Referring expression data:
-=-=-
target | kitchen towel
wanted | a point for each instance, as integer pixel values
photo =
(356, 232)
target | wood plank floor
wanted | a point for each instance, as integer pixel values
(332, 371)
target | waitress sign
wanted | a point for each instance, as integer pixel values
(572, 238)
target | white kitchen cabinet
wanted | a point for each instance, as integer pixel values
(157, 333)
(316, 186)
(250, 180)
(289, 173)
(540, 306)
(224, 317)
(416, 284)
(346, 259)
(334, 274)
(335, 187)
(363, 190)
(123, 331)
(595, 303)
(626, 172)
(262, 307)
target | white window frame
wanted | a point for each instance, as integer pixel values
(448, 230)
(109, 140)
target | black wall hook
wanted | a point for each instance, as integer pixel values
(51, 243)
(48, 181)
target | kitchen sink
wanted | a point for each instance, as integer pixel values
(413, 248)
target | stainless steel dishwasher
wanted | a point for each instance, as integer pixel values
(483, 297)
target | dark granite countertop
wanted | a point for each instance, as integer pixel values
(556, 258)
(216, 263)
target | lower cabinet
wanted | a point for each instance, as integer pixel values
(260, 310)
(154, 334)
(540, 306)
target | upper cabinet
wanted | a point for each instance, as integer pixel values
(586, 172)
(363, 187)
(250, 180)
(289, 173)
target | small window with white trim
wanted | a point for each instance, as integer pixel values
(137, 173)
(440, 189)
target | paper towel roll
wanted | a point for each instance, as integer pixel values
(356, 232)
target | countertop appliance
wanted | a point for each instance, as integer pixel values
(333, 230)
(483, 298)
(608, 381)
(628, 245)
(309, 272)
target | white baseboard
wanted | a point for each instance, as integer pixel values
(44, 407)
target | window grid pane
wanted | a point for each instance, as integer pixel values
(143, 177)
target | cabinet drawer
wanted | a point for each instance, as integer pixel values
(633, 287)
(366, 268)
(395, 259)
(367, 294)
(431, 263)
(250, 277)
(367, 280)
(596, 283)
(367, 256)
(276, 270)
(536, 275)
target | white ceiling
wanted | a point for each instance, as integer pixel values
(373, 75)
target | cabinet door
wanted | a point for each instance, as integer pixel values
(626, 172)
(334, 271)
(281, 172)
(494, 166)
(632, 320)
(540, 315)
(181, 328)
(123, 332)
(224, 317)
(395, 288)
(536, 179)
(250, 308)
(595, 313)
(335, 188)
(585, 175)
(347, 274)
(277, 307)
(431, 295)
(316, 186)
-=-=-
WHAT TO WORK ON:
State how many lines of the entries above include the string "countertop". The reply is that number alone.

RESULT OF THE TASK:
2